WHAT YOU HAVE TO DO:
Print every line from the one containing "Point to the white sundress." down to the last line of the items below, copying each line without any change.

■ ■ ■

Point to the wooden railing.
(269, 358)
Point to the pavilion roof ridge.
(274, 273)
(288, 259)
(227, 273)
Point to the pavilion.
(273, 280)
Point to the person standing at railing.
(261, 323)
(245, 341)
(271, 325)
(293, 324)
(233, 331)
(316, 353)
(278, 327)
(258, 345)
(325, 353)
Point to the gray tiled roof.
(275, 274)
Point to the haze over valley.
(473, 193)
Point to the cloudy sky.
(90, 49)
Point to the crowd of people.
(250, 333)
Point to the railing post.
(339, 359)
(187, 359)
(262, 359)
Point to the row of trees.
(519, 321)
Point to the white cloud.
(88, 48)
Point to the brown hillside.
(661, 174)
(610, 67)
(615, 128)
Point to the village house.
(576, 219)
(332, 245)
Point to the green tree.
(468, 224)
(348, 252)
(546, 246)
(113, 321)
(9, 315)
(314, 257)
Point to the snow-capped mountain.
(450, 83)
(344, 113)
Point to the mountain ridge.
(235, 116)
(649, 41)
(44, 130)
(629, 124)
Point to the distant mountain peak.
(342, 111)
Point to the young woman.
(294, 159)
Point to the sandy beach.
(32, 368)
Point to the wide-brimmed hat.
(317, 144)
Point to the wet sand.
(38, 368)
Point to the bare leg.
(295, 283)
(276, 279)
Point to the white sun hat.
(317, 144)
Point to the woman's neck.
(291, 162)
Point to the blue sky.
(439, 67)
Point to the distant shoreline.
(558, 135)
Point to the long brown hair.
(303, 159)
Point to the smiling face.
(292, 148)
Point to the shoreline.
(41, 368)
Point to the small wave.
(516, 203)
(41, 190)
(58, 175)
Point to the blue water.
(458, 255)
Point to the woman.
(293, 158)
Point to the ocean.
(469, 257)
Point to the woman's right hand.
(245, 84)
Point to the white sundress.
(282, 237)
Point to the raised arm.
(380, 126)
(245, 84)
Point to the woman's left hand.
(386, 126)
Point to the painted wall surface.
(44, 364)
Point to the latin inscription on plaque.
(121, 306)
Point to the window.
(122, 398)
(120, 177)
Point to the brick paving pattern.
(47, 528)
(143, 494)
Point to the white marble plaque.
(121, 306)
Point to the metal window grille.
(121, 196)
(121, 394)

■ ■ ■

RESULT BELOW:
Point to the white sundress.
(282, 237)
Point to the raised arm.
(380, 126)
(245, 84)
Point to the woman's left hand.
(386, 126)
Point to the painted wall surface.
(44, 364)
Point to the latin inscription on plaque.
(121, 306)
Point to the window.
(122, 398)
(120, 177)
Point to the brick paving pattern.
(47, 528)
(143, 494)
Point to the white marble plaque.
(121, 306)
Point to the metal window grille.
(121, 196)
(121, 394)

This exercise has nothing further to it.